▶ _EXTRACTED MATERIAL_:
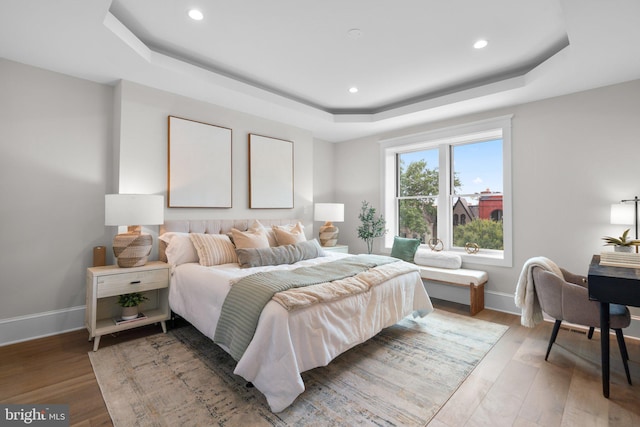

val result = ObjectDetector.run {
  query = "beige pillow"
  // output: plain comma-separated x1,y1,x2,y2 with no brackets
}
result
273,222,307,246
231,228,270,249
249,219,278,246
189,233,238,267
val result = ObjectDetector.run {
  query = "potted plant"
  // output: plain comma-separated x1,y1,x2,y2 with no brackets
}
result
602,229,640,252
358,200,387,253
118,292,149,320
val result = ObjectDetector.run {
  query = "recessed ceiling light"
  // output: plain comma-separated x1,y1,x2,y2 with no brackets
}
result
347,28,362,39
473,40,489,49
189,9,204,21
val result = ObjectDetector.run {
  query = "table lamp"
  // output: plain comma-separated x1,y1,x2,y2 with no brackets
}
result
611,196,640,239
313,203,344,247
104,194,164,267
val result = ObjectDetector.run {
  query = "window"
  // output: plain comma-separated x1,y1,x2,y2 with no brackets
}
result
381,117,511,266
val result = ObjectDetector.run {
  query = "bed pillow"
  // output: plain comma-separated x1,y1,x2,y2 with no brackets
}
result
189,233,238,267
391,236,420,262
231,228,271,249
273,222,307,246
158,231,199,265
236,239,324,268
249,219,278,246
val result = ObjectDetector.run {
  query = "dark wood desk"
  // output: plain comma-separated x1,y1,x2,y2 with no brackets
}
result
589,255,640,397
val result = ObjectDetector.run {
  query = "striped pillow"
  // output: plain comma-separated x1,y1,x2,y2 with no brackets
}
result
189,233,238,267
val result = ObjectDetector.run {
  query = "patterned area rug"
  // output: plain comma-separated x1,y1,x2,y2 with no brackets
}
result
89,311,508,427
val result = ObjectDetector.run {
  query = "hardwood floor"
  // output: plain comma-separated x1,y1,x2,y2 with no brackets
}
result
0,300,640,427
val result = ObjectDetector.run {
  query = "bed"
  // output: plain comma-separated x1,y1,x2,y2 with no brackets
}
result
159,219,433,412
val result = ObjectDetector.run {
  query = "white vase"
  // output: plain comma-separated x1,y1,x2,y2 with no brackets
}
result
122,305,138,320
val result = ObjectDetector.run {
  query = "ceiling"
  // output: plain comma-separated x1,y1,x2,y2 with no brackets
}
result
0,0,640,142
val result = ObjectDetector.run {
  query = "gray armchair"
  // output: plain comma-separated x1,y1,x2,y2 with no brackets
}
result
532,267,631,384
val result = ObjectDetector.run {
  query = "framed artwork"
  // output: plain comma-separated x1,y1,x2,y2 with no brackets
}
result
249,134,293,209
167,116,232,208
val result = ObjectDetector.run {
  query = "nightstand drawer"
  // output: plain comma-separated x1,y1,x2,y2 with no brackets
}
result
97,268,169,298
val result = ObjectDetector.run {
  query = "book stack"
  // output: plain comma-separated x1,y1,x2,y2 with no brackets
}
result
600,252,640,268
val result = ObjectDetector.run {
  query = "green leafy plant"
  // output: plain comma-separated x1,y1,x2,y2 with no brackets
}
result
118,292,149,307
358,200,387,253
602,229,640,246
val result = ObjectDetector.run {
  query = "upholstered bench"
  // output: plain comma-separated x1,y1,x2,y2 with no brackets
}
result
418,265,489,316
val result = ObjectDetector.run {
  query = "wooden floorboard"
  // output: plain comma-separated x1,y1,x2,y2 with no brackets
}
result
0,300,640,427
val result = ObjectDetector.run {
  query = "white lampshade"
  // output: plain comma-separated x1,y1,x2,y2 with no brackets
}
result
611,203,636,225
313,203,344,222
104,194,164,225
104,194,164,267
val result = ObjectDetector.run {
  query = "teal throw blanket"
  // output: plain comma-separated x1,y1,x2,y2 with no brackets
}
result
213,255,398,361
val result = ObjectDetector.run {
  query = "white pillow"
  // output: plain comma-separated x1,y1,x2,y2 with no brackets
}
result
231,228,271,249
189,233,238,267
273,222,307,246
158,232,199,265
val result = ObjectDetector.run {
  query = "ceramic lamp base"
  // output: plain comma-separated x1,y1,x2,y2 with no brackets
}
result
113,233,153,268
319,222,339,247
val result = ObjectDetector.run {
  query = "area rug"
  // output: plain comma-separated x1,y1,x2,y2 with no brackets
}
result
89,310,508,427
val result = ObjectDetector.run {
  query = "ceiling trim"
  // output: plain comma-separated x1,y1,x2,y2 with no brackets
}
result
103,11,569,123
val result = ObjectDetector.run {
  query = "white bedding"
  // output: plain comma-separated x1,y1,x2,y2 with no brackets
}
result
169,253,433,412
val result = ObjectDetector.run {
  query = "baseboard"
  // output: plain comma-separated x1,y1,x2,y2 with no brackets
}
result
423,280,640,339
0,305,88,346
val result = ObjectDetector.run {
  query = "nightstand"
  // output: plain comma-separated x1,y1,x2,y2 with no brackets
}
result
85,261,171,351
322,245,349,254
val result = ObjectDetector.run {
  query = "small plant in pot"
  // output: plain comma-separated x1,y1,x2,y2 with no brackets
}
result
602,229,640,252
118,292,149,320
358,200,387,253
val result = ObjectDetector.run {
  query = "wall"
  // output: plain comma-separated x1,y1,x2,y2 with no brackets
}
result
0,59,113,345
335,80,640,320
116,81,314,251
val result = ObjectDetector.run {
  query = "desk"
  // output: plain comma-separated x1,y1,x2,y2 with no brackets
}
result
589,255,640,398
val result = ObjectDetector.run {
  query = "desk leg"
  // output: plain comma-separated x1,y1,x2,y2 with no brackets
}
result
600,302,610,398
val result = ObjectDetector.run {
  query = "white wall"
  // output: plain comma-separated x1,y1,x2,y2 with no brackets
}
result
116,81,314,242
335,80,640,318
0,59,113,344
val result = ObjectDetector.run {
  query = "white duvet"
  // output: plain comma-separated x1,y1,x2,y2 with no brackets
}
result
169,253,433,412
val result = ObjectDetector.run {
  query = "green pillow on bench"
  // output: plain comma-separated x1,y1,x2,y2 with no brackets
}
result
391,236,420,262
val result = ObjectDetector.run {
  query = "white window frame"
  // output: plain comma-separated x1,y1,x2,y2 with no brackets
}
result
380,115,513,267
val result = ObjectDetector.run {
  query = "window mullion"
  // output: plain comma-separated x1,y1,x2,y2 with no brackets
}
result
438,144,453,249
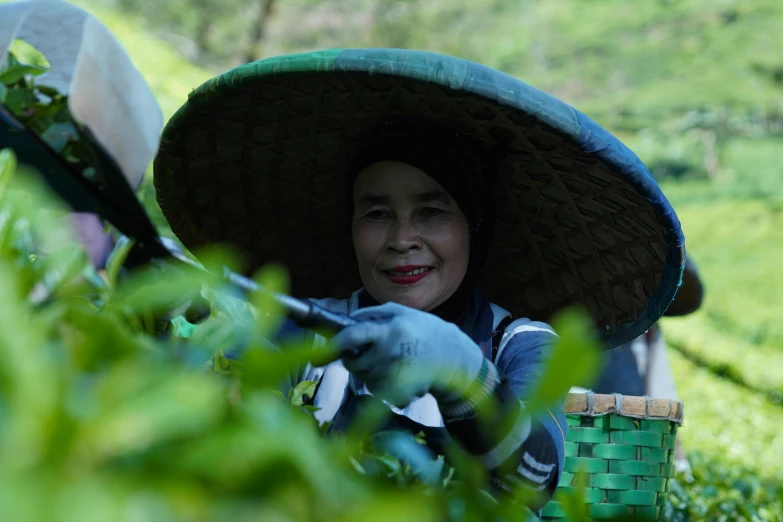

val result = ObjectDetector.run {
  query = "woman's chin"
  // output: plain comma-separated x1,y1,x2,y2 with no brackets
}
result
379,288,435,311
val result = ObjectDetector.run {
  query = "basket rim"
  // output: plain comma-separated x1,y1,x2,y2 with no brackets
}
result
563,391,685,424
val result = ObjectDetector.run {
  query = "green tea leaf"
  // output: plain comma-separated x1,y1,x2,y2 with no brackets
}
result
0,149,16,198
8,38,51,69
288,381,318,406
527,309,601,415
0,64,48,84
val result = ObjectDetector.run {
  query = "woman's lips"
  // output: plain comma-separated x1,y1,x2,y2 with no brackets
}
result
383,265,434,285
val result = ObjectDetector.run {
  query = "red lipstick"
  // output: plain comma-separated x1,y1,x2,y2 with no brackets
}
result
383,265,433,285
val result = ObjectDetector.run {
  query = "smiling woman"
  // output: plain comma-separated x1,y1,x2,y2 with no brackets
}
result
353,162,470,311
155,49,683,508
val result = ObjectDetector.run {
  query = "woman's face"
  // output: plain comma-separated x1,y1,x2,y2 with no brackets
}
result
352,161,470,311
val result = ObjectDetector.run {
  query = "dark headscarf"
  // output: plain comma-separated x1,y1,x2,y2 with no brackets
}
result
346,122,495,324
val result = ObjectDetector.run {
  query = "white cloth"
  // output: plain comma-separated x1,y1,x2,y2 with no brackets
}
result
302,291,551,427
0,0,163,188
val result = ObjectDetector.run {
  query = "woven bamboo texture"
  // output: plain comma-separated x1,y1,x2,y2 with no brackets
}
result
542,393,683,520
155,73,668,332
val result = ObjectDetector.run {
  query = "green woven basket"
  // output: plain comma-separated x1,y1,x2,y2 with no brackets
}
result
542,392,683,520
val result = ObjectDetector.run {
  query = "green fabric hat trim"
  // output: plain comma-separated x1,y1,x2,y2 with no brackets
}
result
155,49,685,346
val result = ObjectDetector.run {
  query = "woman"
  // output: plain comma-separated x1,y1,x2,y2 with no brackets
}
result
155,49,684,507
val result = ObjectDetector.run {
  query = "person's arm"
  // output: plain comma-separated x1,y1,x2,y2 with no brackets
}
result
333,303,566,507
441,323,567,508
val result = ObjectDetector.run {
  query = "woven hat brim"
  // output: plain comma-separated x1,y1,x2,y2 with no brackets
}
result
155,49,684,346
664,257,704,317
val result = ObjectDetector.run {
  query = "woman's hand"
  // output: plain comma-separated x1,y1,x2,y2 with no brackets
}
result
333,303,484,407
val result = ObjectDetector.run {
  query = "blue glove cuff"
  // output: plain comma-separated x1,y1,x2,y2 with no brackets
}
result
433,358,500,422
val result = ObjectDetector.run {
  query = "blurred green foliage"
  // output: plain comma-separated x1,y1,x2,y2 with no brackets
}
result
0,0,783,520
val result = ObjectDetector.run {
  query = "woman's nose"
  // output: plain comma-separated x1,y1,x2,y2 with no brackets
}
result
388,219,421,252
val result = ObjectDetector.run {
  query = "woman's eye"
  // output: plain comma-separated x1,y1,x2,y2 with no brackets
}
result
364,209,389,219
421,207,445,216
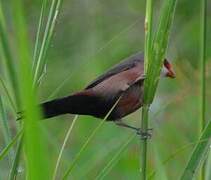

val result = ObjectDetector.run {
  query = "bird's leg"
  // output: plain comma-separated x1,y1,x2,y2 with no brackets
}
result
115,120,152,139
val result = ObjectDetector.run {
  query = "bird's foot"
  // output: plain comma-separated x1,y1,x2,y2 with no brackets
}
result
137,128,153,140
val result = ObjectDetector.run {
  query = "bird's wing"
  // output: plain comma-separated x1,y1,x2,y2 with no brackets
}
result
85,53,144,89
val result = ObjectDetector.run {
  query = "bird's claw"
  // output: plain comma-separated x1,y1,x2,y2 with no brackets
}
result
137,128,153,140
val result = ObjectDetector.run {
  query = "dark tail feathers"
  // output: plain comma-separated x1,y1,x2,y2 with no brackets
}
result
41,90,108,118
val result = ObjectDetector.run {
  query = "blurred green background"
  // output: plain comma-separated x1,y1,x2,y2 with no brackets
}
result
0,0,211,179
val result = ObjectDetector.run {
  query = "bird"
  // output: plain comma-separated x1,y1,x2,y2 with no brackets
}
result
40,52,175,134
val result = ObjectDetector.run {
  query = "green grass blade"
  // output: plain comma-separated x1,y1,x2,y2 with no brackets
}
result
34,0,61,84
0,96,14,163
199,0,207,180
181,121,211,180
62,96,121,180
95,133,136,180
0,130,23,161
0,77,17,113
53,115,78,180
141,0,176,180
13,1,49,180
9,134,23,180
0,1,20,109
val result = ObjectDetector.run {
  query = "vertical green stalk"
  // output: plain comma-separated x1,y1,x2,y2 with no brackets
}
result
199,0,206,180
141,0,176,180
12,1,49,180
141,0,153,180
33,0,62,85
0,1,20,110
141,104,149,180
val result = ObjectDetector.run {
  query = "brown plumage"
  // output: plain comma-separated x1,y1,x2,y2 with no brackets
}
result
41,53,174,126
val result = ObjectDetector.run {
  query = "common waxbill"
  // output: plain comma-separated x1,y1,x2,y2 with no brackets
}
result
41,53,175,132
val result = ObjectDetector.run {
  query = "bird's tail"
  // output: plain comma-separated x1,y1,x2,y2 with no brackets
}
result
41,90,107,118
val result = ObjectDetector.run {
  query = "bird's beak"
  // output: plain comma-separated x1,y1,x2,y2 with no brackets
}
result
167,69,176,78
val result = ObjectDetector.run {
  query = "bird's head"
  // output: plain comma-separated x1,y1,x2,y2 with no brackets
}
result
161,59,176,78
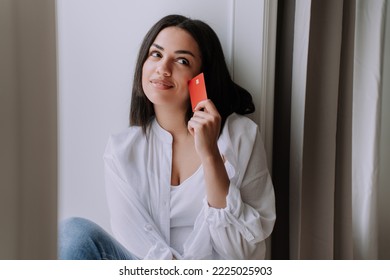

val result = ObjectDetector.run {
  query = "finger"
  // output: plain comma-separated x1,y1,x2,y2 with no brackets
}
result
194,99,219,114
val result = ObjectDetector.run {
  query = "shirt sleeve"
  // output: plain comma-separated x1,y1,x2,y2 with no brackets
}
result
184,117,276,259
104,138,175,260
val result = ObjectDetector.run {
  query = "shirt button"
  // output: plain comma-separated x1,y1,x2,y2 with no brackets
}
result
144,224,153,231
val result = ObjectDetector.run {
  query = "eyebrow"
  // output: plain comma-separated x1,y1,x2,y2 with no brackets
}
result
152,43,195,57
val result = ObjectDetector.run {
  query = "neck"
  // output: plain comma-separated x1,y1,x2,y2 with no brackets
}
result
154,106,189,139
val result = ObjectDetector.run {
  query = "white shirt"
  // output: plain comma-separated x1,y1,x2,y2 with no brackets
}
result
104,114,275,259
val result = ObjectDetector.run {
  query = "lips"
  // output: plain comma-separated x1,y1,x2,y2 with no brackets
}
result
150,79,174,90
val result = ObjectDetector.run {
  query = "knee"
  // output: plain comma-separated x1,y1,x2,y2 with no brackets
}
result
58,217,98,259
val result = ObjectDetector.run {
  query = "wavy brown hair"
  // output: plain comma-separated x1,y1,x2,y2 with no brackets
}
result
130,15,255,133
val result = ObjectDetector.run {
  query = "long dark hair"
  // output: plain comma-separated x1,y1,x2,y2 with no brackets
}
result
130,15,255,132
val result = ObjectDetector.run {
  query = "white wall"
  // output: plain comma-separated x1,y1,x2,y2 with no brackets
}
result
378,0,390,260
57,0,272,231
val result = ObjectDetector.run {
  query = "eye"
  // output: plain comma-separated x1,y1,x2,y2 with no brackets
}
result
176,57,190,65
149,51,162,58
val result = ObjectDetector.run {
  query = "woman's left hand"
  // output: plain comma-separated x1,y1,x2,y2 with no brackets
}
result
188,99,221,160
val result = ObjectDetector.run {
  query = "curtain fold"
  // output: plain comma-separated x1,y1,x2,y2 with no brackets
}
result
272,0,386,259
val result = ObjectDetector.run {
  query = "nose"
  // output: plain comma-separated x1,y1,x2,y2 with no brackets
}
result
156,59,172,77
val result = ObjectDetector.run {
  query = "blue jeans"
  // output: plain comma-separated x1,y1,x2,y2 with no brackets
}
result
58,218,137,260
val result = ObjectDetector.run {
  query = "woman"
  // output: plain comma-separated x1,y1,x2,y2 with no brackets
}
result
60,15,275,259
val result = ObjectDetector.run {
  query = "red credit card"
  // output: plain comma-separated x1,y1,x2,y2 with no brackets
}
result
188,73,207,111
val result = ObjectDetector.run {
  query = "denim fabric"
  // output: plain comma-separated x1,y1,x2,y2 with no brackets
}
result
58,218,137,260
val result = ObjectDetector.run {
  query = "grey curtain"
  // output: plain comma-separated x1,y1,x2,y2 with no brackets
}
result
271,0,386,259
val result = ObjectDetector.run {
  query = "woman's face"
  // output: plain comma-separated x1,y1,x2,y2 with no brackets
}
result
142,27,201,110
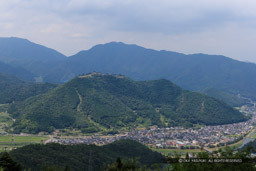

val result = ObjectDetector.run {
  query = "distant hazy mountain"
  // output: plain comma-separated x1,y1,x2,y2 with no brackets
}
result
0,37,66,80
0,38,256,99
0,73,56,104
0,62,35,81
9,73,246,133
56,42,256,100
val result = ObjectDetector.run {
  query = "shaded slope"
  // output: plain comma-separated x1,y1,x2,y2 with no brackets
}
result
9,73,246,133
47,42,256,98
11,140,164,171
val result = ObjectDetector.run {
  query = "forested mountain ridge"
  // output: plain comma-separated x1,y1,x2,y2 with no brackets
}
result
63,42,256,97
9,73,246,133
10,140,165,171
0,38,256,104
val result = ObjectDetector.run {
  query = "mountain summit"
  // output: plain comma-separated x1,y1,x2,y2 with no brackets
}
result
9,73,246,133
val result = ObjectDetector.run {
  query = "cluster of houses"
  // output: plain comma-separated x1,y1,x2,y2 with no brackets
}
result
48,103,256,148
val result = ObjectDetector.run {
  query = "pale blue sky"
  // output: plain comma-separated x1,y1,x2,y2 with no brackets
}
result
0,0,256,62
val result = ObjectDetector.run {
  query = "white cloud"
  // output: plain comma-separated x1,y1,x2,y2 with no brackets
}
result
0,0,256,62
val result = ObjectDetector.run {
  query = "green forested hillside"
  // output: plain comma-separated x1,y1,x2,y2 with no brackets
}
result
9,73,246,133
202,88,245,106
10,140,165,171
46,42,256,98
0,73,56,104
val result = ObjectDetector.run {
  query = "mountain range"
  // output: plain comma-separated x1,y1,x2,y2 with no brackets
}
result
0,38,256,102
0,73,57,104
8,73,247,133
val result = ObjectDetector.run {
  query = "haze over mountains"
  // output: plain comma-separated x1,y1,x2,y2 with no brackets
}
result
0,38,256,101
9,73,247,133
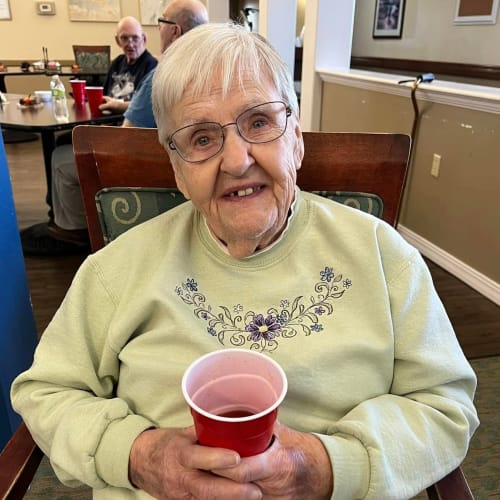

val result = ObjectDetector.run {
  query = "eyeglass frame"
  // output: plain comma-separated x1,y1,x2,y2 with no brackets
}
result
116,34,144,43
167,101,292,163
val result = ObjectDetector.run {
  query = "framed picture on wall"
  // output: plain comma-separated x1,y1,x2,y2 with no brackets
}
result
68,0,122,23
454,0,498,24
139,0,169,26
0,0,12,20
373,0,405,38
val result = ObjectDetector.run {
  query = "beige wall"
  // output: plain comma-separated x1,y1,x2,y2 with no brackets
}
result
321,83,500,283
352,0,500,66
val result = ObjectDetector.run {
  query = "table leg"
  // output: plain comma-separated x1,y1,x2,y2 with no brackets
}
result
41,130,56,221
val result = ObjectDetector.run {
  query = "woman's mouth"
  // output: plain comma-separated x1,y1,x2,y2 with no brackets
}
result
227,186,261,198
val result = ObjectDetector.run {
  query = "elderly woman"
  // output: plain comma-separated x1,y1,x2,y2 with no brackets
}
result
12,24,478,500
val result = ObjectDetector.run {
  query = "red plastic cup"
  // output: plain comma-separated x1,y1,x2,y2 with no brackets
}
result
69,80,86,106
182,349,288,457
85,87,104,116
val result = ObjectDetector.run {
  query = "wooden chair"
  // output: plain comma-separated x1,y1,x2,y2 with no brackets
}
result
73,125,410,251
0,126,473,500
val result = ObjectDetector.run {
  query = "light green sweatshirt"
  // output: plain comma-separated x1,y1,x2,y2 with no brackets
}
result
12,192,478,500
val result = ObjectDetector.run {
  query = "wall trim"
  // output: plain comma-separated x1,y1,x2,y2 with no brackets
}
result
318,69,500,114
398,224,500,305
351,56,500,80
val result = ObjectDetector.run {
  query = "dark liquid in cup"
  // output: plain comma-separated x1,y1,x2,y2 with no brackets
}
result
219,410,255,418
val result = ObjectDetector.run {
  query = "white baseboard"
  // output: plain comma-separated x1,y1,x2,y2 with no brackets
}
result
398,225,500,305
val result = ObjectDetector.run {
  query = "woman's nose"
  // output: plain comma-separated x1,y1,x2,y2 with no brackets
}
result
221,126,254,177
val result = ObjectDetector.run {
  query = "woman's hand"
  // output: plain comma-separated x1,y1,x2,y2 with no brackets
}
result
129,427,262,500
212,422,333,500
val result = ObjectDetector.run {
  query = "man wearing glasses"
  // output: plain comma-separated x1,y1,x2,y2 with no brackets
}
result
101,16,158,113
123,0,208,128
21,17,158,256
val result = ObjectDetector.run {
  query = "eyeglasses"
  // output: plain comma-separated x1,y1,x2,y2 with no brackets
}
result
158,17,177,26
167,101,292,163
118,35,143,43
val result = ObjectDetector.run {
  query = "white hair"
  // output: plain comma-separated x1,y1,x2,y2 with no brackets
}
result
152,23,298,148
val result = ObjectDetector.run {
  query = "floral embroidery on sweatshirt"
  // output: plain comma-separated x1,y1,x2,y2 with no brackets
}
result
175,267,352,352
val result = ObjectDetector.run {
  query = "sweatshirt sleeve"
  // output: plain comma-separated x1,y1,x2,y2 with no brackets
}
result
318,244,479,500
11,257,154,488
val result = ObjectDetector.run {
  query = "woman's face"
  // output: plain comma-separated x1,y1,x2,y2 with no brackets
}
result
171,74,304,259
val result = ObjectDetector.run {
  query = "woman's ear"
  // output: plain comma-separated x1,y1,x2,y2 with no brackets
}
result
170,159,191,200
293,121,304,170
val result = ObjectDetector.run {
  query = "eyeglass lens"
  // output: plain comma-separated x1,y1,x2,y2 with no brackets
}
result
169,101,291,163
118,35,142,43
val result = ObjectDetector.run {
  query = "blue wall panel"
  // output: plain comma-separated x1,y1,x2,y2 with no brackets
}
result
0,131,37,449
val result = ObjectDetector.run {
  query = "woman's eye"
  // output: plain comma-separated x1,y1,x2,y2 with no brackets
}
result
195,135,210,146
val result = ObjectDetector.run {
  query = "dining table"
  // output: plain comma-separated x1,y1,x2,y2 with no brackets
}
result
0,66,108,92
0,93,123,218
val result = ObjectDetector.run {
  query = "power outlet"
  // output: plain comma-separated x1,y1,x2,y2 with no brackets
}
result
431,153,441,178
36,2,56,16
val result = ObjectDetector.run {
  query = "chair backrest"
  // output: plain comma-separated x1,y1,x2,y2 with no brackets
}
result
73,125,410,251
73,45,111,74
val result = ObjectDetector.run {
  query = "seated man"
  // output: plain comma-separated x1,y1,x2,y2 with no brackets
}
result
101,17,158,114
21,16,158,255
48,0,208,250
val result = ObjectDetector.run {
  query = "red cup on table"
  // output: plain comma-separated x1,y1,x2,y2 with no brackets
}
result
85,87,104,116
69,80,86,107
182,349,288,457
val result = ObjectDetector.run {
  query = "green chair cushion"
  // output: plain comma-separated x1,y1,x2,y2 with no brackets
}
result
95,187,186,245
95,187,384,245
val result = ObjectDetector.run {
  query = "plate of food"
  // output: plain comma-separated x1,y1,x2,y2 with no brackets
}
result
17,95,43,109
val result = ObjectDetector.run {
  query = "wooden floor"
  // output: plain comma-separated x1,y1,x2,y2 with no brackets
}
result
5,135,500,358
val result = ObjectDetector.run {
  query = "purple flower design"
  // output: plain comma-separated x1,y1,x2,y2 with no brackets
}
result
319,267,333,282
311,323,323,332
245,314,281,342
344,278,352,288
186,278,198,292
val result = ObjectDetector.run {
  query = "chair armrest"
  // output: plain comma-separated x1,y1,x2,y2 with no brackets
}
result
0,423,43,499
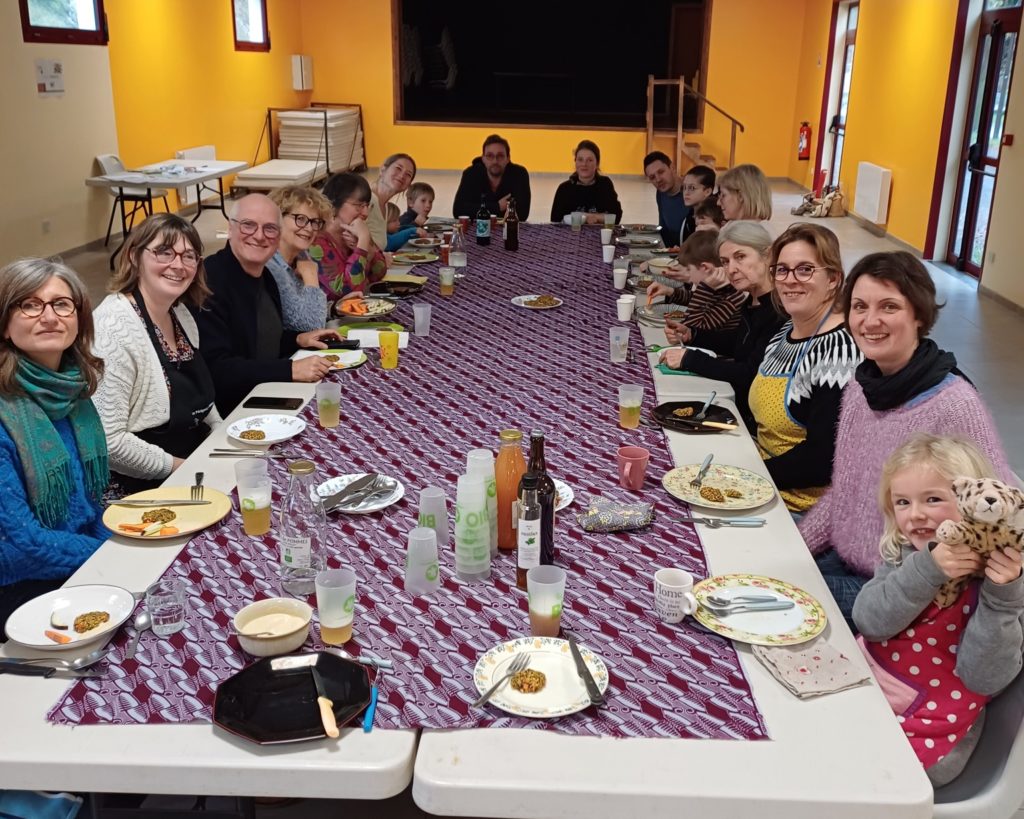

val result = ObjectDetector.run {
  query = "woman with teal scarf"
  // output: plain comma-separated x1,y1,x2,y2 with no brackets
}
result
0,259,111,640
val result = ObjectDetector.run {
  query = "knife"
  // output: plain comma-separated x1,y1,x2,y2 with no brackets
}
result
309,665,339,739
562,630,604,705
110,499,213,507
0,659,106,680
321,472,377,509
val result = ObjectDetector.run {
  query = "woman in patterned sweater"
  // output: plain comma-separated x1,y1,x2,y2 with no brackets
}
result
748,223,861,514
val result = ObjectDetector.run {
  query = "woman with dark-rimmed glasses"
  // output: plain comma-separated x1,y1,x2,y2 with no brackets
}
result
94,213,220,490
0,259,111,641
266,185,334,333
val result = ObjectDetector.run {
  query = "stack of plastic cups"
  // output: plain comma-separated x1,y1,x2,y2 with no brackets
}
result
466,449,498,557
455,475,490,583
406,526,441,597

▶ _EXERCISE REQUIREMENTS_: Render the lines from the start of the entries through the line containing "189,9,204,21", inclusive, as a Markdown table with the columns Row and Line text, numbering each row and dropping blank lines. Omit the pictures.

▶ _REPLY_:
| Row | Line text |
|---|---|
| 1 | val result = ObjectDetector.run { |
| 2 |   query = "beige pillow" |
| 3 |   // output: plain comma-separated x1,y1,x2,y2 with no brackets |
| 4 | } |
| 5 | result |
| 6 | 273,222,307,246 |
| 7 | 231,228,270,249 |
| 8 | 249,219,278,246 |
| 9 | 189,233,238,267 |
| 10 | val result = ObjectDetector.run { |
| 11 |   query = "potted plant" |
| 12 |   // output: plain comma-separated x1,y1,x2,y2 with no brackets |
| 13 | } |
| 14 | result |
| 15 | 602,229,640,252 |
| 16 | 358,200,387,253 |
| 17 | 118,292,149,320 |
| 18 | val result = ObjectDetector.run { |
| 19 |   query = "recessed ceiling light" |
| 20 |   // output: plain comma-separated x1,y1,x2,y2 with no brackets |
| 21 | } |
| 22 | result |
| 23 | 347,28,362,39 |
| 24 | 473,40,489,49 |
| 25 | 189,9,204,21 |